The word "jersey" occurs in some lines of the data. Return each such line.

_Data for this exercise_
>>>

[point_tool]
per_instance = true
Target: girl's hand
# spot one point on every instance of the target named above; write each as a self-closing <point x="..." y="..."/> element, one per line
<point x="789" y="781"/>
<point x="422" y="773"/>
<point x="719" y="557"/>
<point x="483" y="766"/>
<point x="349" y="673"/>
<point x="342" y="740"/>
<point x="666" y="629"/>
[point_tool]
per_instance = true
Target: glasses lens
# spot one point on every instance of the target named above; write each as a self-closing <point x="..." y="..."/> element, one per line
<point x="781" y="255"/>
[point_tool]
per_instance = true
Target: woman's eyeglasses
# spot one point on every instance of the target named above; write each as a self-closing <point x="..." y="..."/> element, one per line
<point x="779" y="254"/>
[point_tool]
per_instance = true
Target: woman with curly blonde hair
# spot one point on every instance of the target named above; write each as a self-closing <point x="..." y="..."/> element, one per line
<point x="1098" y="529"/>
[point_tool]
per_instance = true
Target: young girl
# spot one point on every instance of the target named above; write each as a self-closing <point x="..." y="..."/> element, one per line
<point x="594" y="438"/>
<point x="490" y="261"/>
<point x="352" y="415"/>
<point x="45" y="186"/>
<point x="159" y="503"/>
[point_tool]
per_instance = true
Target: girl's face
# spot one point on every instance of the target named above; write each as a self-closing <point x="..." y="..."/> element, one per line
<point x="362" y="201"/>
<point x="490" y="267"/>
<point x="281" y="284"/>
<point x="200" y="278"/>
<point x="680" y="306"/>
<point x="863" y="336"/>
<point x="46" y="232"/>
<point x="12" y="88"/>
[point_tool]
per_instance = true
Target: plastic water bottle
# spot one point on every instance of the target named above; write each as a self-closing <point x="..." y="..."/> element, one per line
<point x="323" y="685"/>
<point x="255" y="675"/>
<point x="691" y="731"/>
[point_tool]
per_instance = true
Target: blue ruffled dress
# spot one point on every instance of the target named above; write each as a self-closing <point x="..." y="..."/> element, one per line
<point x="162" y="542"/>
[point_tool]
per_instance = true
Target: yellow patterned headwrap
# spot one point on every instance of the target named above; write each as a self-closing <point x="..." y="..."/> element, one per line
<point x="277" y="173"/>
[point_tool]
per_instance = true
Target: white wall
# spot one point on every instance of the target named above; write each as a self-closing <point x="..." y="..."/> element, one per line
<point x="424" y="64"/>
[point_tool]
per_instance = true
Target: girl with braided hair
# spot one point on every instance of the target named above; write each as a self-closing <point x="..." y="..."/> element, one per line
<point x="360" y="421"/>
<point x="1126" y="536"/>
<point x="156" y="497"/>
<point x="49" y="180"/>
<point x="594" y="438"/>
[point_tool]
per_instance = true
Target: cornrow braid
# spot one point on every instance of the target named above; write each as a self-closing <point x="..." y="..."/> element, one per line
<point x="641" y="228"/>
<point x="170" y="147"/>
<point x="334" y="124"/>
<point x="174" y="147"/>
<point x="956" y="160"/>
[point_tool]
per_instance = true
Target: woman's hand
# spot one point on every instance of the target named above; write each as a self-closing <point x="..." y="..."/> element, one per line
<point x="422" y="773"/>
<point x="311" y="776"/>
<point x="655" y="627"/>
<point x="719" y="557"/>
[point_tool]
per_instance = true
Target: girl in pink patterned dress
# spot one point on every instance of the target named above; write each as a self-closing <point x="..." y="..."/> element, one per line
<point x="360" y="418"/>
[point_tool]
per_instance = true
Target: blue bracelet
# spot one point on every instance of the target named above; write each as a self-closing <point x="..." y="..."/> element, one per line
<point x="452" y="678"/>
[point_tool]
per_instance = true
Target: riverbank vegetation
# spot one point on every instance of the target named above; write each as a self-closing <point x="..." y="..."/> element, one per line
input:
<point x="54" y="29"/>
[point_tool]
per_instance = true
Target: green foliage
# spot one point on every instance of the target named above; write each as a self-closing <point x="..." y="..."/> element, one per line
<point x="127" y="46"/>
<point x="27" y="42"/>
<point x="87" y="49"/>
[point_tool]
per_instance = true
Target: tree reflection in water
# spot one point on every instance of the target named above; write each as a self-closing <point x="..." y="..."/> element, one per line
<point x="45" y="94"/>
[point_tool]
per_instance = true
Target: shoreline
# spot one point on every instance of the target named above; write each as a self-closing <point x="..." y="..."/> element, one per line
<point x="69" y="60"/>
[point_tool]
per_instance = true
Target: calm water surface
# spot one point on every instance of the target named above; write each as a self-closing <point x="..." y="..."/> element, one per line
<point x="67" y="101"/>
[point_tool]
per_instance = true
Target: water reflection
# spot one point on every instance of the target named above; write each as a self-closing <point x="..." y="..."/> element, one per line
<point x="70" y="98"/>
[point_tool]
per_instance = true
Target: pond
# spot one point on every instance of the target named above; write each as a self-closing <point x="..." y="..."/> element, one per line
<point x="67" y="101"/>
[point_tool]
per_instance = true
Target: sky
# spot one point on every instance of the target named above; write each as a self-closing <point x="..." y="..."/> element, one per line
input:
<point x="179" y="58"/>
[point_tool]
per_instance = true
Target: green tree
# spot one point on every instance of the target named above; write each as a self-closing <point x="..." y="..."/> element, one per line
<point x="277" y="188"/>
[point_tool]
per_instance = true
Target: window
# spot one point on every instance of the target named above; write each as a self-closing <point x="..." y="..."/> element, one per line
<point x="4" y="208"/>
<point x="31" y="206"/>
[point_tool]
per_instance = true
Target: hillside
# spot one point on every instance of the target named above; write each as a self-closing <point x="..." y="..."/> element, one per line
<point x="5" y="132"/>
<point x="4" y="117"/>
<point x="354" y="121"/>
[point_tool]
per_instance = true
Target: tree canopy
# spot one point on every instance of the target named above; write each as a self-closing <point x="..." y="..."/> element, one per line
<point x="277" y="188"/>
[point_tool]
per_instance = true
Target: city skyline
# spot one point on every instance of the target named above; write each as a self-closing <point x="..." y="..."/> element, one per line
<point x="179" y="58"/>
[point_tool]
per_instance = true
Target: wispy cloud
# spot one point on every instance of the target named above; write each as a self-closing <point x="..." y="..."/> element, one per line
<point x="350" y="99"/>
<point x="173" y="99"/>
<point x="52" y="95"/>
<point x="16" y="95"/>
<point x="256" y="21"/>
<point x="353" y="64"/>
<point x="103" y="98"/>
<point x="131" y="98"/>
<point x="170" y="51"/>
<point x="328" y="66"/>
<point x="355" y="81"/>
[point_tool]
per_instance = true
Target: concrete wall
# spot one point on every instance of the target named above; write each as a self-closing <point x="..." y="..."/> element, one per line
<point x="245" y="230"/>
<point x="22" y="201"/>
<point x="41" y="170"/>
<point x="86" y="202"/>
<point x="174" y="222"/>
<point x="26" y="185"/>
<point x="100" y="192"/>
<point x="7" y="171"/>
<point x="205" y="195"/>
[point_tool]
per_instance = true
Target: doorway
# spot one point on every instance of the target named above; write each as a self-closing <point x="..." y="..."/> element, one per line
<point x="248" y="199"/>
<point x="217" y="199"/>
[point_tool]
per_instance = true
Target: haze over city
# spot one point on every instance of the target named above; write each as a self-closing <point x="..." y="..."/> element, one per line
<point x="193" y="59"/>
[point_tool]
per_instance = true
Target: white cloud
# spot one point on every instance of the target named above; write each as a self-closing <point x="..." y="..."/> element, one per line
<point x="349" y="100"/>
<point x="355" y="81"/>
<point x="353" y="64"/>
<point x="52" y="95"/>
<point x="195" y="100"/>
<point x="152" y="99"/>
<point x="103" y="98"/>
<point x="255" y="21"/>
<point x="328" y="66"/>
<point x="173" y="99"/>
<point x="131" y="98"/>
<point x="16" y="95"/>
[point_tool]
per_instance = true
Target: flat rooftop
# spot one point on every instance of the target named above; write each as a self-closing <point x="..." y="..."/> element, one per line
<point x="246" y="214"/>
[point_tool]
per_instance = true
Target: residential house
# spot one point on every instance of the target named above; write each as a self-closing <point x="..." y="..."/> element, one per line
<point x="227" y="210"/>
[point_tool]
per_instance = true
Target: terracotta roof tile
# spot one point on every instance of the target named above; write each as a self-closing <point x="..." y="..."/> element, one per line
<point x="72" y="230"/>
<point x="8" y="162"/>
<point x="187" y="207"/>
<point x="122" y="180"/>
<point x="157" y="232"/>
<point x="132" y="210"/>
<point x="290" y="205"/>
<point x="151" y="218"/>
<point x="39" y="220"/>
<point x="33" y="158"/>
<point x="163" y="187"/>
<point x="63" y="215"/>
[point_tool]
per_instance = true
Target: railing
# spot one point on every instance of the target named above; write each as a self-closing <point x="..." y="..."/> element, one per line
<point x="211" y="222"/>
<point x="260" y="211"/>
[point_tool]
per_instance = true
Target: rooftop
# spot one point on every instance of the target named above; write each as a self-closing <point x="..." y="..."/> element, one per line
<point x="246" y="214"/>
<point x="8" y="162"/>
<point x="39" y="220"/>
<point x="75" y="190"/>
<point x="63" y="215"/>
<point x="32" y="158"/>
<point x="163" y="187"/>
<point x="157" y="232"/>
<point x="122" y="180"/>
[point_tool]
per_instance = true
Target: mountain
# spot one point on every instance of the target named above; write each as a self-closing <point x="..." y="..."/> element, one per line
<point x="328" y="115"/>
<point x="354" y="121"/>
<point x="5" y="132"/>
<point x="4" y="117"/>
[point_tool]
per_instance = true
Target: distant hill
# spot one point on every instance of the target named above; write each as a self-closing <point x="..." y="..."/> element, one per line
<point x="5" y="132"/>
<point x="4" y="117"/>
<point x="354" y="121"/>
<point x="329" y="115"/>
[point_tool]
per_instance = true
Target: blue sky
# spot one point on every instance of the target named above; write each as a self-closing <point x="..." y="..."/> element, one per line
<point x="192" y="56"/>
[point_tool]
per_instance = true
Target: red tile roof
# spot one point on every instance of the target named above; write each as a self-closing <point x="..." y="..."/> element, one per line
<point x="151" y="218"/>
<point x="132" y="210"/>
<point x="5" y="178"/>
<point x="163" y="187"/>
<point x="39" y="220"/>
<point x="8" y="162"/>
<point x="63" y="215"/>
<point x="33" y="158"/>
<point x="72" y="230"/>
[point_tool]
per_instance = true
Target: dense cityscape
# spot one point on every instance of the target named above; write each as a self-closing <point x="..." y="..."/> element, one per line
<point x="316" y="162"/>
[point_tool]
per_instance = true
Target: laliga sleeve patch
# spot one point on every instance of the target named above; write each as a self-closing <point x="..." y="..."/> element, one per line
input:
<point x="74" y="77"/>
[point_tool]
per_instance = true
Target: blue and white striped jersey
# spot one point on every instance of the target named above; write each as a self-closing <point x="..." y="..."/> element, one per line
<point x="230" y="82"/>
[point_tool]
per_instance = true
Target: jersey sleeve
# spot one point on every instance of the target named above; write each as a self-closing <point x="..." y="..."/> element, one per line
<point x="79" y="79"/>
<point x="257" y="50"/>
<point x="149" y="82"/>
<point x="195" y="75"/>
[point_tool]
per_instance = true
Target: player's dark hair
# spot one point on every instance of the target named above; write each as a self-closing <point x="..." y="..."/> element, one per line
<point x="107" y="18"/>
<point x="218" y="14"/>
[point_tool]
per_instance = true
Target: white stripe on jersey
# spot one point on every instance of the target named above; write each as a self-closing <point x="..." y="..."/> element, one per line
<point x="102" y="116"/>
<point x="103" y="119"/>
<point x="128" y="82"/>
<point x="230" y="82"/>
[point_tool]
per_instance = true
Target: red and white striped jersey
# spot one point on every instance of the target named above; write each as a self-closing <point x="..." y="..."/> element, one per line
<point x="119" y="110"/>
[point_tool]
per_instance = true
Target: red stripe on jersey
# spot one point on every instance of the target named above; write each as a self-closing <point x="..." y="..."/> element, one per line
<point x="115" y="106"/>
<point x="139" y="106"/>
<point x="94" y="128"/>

<<<

_Exercise result_
Target: blue and white striped jersey
Target: jersey sleeve
Target: white stripe on jersey
Target: red and white striped jersey
Target: red stripe on jersey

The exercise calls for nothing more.